§ Text provided
□ □ □ □

From b3f881572088b16f693bf52d932273429996ca60 Mon Sep 17 00:00:00 2001
From: Sean Mooney <work@seanmooney.info>
Date: Thu, 16 Jan 2025 18:02:57 +0000
Subject: [PATCH] Disable the heal instance info cache periodic task

The _heal_instance_info_cache periodic task predates
the introduction of the server external events API
which is now the canonical way to refresh the cache.

This change updates the default value of
``[compute]heal_instance_info_cache_interval``
to -1 disabling it by default.

The nova-ovs-hybrid-plug job is extended to test the
legacy configuration value and the config override is removed
from nova-next

Closes-Bug: #1996094
Related-Bug: #2089225
Change-Id: I33ac91bb4f3ead51af2f7005002d5eb5078540d9
---
 .zuul.yaml                                    | 10 +++--
 nova/conf/compute.py                          |  2 +-
 ..._info_cache_interval-0d9ae7c12793bf7b.yaml | 43 +++++++++++++++++++
 3 files changed, 50 insertions(+), 5 deletions(-)

□ □ □ □

Write what comes next in the patch that disables the heal instance info cache periodic task, picking up after its last line. The items have no connection to the patch.

□ □ □ □

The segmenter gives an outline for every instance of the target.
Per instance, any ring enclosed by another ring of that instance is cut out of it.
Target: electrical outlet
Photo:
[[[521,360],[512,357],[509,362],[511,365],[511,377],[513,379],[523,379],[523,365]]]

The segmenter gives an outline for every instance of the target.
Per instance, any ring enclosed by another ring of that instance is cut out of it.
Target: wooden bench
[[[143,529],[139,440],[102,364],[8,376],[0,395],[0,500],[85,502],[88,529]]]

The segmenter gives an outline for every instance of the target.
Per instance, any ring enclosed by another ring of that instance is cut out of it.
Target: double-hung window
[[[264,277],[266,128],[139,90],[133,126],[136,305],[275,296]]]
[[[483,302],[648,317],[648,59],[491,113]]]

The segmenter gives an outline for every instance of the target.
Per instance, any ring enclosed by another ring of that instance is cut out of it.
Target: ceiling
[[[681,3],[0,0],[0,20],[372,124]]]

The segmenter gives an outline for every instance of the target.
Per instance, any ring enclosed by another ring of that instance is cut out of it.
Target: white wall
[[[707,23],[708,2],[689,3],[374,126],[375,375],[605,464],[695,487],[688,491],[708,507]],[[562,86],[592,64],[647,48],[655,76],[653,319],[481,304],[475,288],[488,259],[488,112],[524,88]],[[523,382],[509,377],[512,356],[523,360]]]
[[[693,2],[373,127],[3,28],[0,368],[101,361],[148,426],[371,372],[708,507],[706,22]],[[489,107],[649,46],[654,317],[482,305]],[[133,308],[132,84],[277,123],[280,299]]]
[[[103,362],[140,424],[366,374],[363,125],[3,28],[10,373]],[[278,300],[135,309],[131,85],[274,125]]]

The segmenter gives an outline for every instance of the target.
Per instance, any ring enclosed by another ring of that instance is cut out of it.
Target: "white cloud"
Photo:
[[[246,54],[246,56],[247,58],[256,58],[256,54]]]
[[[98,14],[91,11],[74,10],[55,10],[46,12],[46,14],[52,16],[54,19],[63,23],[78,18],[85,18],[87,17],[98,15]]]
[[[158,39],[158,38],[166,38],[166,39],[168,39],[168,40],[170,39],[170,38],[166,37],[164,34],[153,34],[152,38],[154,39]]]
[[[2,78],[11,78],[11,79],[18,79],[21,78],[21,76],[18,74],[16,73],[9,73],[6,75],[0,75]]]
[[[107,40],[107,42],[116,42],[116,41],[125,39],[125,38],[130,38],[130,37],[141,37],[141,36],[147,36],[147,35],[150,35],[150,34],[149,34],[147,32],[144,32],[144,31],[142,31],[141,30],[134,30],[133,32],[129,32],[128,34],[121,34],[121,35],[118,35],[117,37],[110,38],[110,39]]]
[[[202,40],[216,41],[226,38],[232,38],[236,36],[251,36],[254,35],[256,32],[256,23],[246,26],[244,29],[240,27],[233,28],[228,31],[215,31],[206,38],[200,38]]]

□ □ □ □

§ Task response
 create mode 100644 releasenotes/notes/disable_heal_instance_info_cache_interval-0d9ae7c12793bf7b.yaml

diff --git a/.zuul.yaml b/.zuul.yaml
index b6a8b04fc97f..07277e065b2d 100644
--- a/.zuul.yaml
+++ b/.zuul.yaml
@@ -210,6 +210,9 @@
           $NEUTRON_CONF:
             nova:
               live_migration_events: True
+          $NOVA_CPU_CONF:
+              compute:
+                heal_instance_info_cache_interval: 60
     group-vars:
       subnode:
         devstack_localrc:
@@ -250,6 +253,9 @@
             $NEUTRON_CONF:
               nova:
                 live_migration_events: True
+            $NOVA_CPU_CONF:
+              compute:
+                heal_instance_info_cache_interval: 60
     post-run: playbooks/nova-live-migration/post-run.yaml
 
 - job:
@@ -422,10 +428,6 @@
               # reduce the number of placement calls in steady state. Added in
               # Stein.
               resource_provider_association_refresh: 0
-              # Neutron networking backends today are expected to work without
-              # the periodic healing of the cache in Nova. Turn it off to gain
-              # additional performance.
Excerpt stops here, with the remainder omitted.